De acordo com a cientista política, o endosso a esse tipo de manifestação também revela a preocupação de Bolsonaro com a ascensão do ex-presidente Luiz Inácio Lula da Silva. Há semanas, Lula vem liderando pesquisas de intenção de voto para 2022. Dois dias antes da “motociata”, a divulgação do encontro entre ele e o também ex-presidente Fernando Henrique Cardoso chamou atenção do mundo político. Os perfis do petista divulgaram uma foto dos dois, com um texto que descrevia um “almoço com muita democracia no cardápio”. O encontro ocorreu em 12 de maio, mas só houve a revelação na sexta (21). Em entrevistas, o próprio FHC vem afirmando que, num eventual segundo turno entre Lula e Bolsonaro, votará no ex-presidente.

Uma aproximação que pode simbolizar uma espécie de mea culpa, de acordo com Mayra, de uma parcela de atores políticos que chegaram a apoiar o bolsonarismo, em 2018, mas que agora está “arrependida vendo o genocídio que está acontecendo em virtude da covid-19”, como descreve. “Há uma certa desidratação do poder de Bolsonaro, reduzindo suas chances de se reeleger. O que faz com que alguns atores se afastem do bolsonarismo”, explica.

A mentira como estratégia

Nesse realinhamento de forças em meio ao aumento da insatisfação com seu governo, Bolsonaro usa a “a mentira e a desconexão com a realidade, como uma estratégia deliberada”. “É uma aposta no descolamento completo da realidade. Isso não é maluco, é bem feito. Porque esses segmentos estão dispostos a abrir mão de qualquer informação recebida de fora e acreditar só naquilo que vem do círculo, do seu líder e dos seus seguidores”, afirma Mayra na Rádio Brasil Atual

“É impressionante, porque as pessoas gritavam odes ao ‘fim da corrupção’, ‘acabou a roubalheira’, um discurso completamente desconectado com a realidade. E quando alguém estava ali e gritava ‘cadê a vacina?’, ou ‘genocida’, os outros ignoravam e falavam assim, ‘ah, a roubalheira’, ‘o PT roubou'”, descreve ela, que presenciou a manifestação. “Essa é uma estratégia do governo. Tanto que a frase do (general) Eduardo Pazuello, quando ele diz, isso é ‘coisa de internet’ (na CPI da Covid no Senado), é muito significativa. Está desacreditando as informações que o sujeito é capaz de obter sozinho, via mídia, veículos de informação, e dizendo ‘acredita só em mim, no que eu estou te falando’, ‘não acredite em nada do que você está ouvindo, está tudo ótimo, o governo fez o que podia’.”

ORDEM DE SERVIÇO – Prossiga o texto sobre Bolsonaro e a motociata a partir do ponto em que ele termina. Os registros têm origem em outra fonte.

EXTRATO DE DADOS –

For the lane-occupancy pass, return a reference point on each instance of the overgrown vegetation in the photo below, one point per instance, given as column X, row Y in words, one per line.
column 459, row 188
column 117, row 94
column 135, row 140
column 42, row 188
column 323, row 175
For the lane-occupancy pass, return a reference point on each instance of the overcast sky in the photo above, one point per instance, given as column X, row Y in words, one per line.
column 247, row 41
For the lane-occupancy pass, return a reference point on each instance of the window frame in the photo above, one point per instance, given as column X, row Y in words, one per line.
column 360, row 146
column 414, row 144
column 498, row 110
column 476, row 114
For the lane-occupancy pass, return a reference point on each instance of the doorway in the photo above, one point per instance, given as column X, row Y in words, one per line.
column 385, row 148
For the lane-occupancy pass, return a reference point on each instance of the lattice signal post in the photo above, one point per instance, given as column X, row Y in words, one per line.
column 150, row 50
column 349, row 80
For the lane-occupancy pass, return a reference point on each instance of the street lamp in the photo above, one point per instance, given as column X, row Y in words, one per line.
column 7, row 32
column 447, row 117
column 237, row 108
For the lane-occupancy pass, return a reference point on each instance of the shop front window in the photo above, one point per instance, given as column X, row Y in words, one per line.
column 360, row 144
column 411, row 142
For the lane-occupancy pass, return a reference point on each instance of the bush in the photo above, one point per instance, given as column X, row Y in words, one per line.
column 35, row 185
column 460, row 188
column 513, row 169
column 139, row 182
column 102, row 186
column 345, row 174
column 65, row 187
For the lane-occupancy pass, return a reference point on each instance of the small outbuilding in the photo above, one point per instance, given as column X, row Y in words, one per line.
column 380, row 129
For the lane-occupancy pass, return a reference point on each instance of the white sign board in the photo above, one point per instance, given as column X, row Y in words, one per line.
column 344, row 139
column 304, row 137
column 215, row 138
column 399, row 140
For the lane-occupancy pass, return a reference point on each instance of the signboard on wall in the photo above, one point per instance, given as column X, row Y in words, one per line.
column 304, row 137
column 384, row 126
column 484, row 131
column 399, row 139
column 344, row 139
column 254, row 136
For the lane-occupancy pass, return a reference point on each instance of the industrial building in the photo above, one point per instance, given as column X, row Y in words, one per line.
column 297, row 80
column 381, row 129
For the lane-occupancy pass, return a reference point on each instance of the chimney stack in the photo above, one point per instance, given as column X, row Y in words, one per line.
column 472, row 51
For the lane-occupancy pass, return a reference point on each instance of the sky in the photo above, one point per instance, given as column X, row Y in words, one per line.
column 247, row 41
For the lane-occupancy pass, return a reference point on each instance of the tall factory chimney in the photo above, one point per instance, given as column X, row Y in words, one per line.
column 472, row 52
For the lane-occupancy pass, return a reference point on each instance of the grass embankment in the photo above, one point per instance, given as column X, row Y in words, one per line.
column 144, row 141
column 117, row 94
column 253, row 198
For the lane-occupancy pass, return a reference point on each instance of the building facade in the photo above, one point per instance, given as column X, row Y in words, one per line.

RESPOSTA À TAREFA –
Democracia em risco

Mayra também cita como exemplo da estratégia a entrevista do senador Ciro Nogueira (PP-PI), divulgada ontem. Em um balanço dos trabalhos da comissão ao O Globo, o parlamentar declarou que a CPI da Covid “trouxe fatos favoráveis ao governo”. O aliado de Bolsonaro afirmou ainda que mesmo a exposição dos 10 e-mails de compra de imunizantes da Pfizer, ignorados pelo governo, “não afetou em nada a compra de vacinas”.

A adoção desse tipo de postura repercute entre os governistas que estão na CPI da Covid, além de resultar em atos antidemocráticos, como o ataque dos bolsonaristas aos profissionais de imprensa. O repórter Pedro Durán, da CNN Brasil, precisou sair escoltado pela polícia do ato, cercado por manifestantes que gritavam “CNN lixo”. A hostilização foi gravada e divulgada nas redes sociais e o jornalista foi novamente assediado. Um dos divulgadores foi o vereador bolsonarista de Niterói Douglas Gomes (PTC). 

“Certamente, é preocupante demais para democracia (essa estratégia). Tanto que o Bolsonaro, quando acabou a manifestação de ontem, foi falar com os seguidores e investiu contra o sistema institucional, falando sobre voto impresso. Esse clamor pelo voto impresso é uma justificativa prévia para contestar o resultado das eleições”, destaca a cientista política da UFRJ.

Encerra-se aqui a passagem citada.